Please give each line of the material below as a JSON list of strings, one string per line, with blank lines and pictures left out.
>>>>>
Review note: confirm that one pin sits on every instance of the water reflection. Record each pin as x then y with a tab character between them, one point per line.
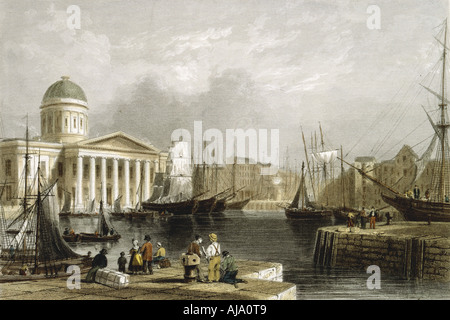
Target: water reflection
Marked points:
262	236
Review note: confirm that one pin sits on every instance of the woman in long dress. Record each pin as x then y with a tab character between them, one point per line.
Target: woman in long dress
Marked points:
135	265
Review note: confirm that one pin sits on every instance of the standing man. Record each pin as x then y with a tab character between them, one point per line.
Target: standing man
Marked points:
100	261
147	255
230	269
213	255
363	218
194	248
416	192
372	218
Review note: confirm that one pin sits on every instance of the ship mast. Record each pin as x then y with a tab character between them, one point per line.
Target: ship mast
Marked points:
443	125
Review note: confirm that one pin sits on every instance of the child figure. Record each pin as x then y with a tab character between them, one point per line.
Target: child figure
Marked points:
122	261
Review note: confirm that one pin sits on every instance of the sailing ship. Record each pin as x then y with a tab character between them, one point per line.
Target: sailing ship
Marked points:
65	211
341	212
174	194
105	230
436	207
34	240
301	207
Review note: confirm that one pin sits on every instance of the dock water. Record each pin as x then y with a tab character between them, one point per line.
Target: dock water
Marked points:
263	283
409	250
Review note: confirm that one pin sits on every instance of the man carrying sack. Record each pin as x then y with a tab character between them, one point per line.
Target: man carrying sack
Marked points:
213	255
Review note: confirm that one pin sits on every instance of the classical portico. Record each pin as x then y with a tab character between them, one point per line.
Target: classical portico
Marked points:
127	173
105	168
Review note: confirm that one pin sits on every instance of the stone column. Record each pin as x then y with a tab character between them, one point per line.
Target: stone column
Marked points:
79	195
92	178
146	180
103	177
137	171
115	179
126	171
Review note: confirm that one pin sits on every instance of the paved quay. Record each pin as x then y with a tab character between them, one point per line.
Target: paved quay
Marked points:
410	250
164	284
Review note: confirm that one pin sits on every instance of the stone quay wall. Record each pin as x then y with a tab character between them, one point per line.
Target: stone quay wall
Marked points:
406	256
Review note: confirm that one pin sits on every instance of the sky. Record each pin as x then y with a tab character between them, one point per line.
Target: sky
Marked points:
352	68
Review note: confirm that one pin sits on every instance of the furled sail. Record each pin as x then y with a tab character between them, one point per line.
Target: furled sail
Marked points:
117	207
158	187
325	157
104	224
51	245
67	202
92	207
180	179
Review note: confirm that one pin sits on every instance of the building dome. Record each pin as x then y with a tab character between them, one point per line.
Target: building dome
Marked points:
64	90
64	113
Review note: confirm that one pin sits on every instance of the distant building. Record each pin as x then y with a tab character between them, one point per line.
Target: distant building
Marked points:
102	168
398	173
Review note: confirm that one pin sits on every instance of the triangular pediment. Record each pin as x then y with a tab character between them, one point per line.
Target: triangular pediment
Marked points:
119	141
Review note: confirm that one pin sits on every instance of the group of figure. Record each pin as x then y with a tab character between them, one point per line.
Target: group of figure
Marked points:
361	218
221	264
415	194
142	258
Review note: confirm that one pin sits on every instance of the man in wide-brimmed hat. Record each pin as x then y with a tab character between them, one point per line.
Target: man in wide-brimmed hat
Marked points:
147	255
213	255
100	261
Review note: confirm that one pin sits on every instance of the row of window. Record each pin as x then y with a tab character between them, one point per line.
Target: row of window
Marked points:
109	170
47	124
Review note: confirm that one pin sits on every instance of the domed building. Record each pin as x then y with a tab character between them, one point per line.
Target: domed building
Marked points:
64	113
113	168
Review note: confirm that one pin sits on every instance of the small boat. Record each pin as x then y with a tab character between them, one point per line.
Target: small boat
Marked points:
237	205
173	193
92	237
105	230
303	209
71	237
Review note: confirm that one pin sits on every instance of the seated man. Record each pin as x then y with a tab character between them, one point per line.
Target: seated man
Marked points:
159	255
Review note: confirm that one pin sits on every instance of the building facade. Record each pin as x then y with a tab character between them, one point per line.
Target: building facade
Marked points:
<<<<<
§ **Worked solution**
[
  "Review note: confirm that one pin sits on every instance of the water reflection. Record each pin as x then y with a tab character between them, one point per line.",
  "Target: water reflection",
  "Marked points:",
  "262\t236",
  "Review note: confirm that one pin sits on every instance of the woman in long dress. Record each pin as x then y with a tab character between them, one point per line.",
  "Target: woman in long dress",
  "Marked points:",
  "135\t265",
  "Review note: confirm that one pin sits on every instance of the standing man. Record each pin as x then y with a tab character between them, one point per line.",
  "Target: standing man",
  "Marked points:",
  "100\t261",
  "147\t255",
  "230\t269",
  "213\t255",
  "363\t218",
  "194\t248",
  "416\t192",
  "372\t218",
  "Review note: confirm that one pin sits on every instance of the ship mast. Record each pin as x then y with a tab character between them, one point per line.",
  "Target: ship mast",
  "Marked points:",
  "443\t125",
  "Review note: confirm that one pin sits on every instance of the child figure. Record each pin as x then y with a tab character between them, one point per line.",
  "Target: child figure",
  "Marked points:",
  "122\t261",
  "Review note: confirm that one pin sits on every instance of the sailing ship. Record each pin as x then y with a tab character between them, one point per line.",
  "Target: sailing ship",
  "Marked points:",
  "65\t211",
  "341\t212",
  "174\t194",
  "105\t230",
  "436\t207",
  "34\t240",
  "301\t207",
  "Review note: confirm that one pin sits on every instance of the dock water. Record each pin as x then y with a tab character between them, one point per line.",
  "Target: dock water",
  "Marked points:",
  "263\t283",
  "409\t250",
  "Review note: confirm that one pin sits on every instance of the man carrying sack. Record each pin as x then y with a tab character between them, one point per line.",
  "Target: man carrying sack",
  "Marked points:",
  "213\t255",
  "Review note: confirm that one pin sits on every instance of the classical portico. Record each pin as x then y with a tab character between them, one point per line.",
  "Target: classical portico",
  "Marked points:",
  "127\t173",
  "105\t168",
  "Review note: confirm that one pin sits on every instance of the stone column. Record each pin as x then y with a tab character between them, one point per line.",
  "Target: stone column",
  "Marked points:",
  "79\t195",
  "92\t178",
  "146\t180",
  "103\t177",
  "137\t171",
  "115\t179",
  "126\t171",
  "Review note: confirm that one pin sits on every instance of the paved quay. Record each pin as x then y with a tab character between them, one point per line.",
  "Target: paved quay",
  "Marked points:",
  "410\t250",
  "164\t284",
  "Review note: confirm that one pin sits on every instance of the stone quay wall. Record each pin as x then y with a tab character between them, one point per line.",
  "Target: stone quay wall",
  "Marked points:",
  "406\t256",
  "Review note: confirm that one pin sits on every instance of the sky. Record each pin as x then y with a tab character between them, one point per line.",
  "Target: sky",
  "Marked points:",
  "352\t68",
  "Review note: confirm that one pin sits on every instance of the furled sail. Record each pin as x then y with a tab character between them, one point per line.",
  "Target: furled sail",
  "Marked points:",
  "117\t207",
  "158\t187",
  "325\t157",
  "104\t224",
  "51\t245",
  "67\t202",
  "92\t207",
  "180\t179",
  "Review note: confirm that one pin sits on every instance of the building dome. Record each pin as x then y with a tab character between them, one point per line.",
  "Target: building dome",
  "Marked points:",
  "64\t90",
  "64\t113",
  "Review note: confirm that one pin sits on every instance of the distant building. Record each pin as x then y with a tab character between them, one point per line.",
  "Target: distant building",
  "Marked points:",
  "102\t168",
  "398\t173",
  "Review note: confirm that one pin sits on every instance of the triangular pediment. Record each pin as x then y with a tab character between them, one point per line.",
  "Target: triangular pediment",
  "Marked points:",
  "119\t141",
  "Review note: confirm that one pin sits on every instance of the group of figure. Record each pin as x then y with a tab character between them, one point per line.",
  "Target: group of figure",
  "Marked points:",
  "361\t218",
  "221\t264",
  "415\t194",
  "142\t258",
  "Review note: confirm that one pin sits on every instance of the man in wide-brimmed hat. Record each pin as x then y with a tab character between them, one point per line.",
  "Target: man in wide-brimmed hat",
  "Marked points:",
  "147\t255",
  "213\t255",
  "100\t261",
  "Review note: confirm that one pin sits on every instance of the row of window. Record each pin as x then y with a tab character between them, one point per line.",
  "Target: row of window",
  "Marked points:",
  "109\t170",
  "47\t124",
  "Review note: confirm that one pin sits on every instance of the domed building. Record each pin as x then y with a tab character between them, one point per line.",
  "Target: domed building",
  "Marked points:",
  "64\t113",
  "113\t168",
  "Review note: confirm that one pin sits on every instance of the small boat. Record each pin as x then y with a tab character between them, one point per line.",
  "Target: small boat",
  "Marked points:",
  "237\t205",
  "173\t193",
  "92\t237",
  "105\t230",
  "303\t209",
  "71\t237",
  "Review note: confirm that one pin sits on every instance of the seated man. Record each pin as x then y with a tab character between them, one point per line.",
  "Target: seated man",
  "Marked points:",
  "159\t255",
  "Review note: confirm that one pin sits on every instance of the building facade. Record each pin as x then y with a tab character between them, one point per line.",
  "Target: building facade",
  "Marked points:"
]